TASK TO CARRY OUT -
Starting with the line that contains "In this practice step, locate the steel", reproduce each line through the end of the listing below, with no other output.

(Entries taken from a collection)
--*--
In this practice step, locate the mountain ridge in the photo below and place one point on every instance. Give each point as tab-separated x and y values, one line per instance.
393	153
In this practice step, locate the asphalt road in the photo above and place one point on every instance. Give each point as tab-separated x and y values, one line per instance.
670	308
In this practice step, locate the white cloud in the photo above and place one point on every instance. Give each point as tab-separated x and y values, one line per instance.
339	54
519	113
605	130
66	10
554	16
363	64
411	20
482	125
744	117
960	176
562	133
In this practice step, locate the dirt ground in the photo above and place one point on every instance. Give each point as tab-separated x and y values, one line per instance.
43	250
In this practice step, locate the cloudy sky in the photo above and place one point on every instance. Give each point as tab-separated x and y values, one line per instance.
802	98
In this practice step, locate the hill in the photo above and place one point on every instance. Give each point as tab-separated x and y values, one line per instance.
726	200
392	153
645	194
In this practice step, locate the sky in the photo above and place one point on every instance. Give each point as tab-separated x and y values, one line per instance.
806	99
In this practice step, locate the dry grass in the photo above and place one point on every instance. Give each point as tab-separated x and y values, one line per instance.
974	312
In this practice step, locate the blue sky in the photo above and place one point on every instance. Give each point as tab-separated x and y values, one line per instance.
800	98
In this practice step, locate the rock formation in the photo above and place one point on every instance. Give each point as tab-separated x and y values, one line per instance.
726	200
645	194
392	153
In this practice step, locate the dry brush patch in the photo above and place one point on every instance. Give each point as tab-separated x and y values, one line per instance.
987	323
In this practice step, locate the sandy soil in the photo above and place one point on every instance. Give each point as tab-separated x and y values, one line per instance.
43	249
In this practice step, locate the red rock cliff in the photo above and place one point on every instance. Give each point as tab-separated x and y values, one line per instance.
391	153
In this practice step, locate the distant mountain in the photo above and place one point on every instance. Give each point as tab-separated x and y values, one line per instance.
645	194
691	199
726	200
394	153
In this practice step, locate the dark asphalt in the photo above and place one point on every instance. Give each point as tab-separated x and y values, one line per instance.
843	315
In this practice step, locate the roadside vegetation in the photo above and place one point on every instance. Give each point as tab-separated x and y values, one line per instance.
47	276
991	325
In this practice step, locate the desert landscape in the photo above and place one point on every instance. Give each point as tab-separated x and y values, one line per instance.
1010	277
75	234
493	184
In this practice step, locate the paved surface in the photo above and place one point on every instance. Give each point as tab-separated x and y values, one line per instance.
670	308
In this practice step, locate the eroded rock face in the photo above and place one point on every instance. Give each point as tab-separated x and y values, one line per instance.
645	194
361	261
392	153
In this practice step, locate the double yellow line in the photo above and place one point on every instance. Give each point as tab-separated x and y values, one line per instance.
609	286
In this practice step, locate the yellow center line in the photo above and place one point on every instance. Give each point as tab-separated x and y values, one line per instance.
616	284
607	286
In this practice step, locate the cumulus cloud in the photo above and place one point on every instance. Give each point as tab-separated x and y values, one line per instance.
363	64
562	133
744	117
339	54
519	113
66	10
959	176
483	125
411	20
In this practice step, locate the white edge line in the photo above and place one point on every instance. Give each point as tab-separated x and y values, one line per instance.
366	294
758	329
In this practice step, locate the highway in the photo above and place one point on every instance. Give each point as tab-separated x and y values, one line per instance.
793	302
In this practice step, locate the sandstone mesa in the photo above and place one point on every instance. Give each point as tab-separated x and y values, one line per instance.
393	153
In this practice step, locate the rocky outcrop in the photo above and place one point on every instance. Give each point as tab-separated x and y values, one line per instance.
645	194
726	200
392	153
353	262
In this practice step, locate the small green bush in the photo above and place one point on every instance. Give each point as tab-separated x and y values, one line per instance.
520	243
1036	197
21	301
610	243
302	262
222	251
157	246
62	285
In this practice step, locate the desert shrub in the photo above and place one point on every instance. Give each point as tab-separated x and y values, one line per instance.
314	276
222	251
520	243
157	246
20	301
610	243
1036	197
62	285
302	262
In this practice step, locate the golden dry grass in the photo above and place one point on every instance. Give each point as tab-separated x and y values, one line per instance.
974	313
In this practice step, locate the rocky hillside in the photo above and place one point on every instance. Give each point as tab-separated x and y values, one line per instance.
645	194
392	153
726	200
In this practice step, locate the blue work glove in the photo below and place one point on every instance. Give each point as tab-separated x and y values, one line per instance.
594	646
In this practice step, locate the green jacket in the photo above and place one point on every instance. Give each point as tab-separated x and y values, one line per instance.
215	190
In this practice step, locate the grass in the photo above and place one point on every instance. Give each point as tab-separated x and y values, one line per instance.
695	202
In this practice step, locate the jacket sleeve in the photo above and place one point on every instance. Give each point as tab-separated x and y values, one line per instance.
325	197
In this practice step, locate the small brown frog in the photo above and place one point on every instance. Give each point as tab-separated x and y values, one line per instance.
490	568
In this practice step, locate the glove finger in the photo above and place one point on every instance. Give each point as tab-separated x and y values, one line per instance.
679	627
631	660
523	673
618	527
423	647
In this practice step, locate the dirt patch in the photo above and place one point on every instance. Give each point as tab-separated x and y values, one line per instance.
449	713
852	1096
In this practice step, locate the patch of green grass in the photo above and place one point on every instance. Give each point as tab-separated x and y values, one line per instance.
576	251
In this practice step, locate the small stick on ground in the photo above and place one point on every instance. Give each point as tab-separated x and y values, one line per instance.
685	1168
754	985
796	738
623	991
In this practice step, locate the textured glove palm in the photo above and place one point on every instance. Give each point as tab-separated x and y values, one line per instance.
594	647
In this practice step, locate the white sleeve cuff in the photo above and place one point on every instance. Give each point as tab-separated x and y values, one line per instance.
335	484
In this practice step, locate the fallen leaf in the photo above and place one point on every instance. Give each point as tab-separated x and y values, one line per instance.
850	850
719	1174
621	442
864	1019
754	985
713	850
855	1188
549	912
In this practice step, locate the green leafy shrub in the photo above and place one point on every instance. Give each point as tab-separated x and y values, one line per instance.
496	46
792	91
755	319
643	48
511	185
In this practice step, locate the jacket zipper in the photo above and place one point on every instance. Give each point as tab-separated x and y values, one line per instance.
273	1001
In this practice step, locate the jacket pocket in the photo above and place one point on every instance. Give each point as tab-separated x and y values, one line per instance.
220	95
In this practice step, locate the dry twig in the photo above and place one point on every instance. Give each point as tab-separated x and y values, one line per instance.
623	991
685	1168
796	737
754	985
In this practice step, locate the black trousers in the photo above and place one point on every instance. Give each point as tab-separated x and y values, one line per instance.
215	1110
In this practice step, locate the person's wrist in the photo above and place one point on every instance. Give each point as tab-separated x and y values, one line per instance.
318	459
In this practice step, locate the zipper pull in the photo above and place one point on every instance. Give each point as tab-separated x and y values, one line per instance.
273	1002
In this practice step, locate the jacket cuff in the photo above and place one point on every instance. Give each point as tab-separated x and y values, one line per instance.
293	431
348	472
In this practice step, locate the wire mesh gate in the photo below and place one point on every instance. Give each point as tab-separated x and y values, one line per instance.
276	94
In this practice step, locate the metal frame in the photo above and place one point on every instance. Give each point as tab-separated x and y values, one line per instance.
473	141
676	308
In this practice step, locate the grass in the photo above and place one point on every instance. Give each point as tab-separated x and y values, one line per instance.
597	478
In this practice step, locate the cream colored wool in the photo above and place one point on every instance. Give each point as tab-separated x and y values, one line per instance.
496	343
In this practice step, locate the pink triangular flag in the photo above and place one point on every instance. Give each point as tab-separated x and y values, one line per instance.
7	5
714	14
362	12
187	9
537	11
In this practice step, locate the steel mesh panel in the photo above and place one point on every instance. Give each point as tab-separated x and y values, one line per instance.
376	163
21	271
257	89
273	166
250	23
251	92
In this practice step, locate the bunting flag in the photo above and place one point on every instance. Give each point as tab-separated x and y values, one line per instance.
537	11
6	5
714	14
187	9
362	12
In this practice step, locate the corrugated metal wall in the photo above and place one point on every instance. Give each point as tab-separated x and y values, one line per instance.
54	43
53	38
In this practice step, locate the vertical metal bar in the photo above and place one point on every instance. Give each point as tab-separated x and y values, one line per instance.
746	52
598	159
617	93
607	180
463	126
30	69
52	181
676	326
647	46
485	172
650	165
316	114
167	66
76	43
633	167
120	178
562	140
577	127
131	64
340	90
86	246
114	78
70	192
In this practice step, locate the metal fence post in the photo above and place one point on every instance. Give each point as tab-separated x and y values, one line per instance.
--*--
REPLY -
In this practice step, locate the steel mesh panel in the photo above and place one point on every instance. Give each point as tab-separated x and y values, one line per instance.
376	163
21	271
257	89
273	166
250	23
251	92
In this practice step, locate the bunting flag in the photo above and place one point on every instance. Give each point as tab-separated x and y values, one line per instance.
537	11
6	5
714	14
187	9
362	12
In this practice step, locate the corrugated metal wall in the photo above and place one point on every instance. Give each point as tab-separated x and y values, one line per instance.
54	43
53	38
In this practice step, locate the vertical metal bar in the photo above and place one point on every instance. Give each point as tab-separated x and y values, one line per instance.
746	52
598	159
617	93
607	180
463	126
30	69
52	181
676	326
647	46
485	172
650	165
316	114
167	66
76	43
633	167
120	178
562	140
577	127
131	64
340	90
86	246
114	78
70	192
In this practice step, locate the metal fence post in the photo above and place one point on every instance. Give each point as tab-separated x and y values, one line per instance.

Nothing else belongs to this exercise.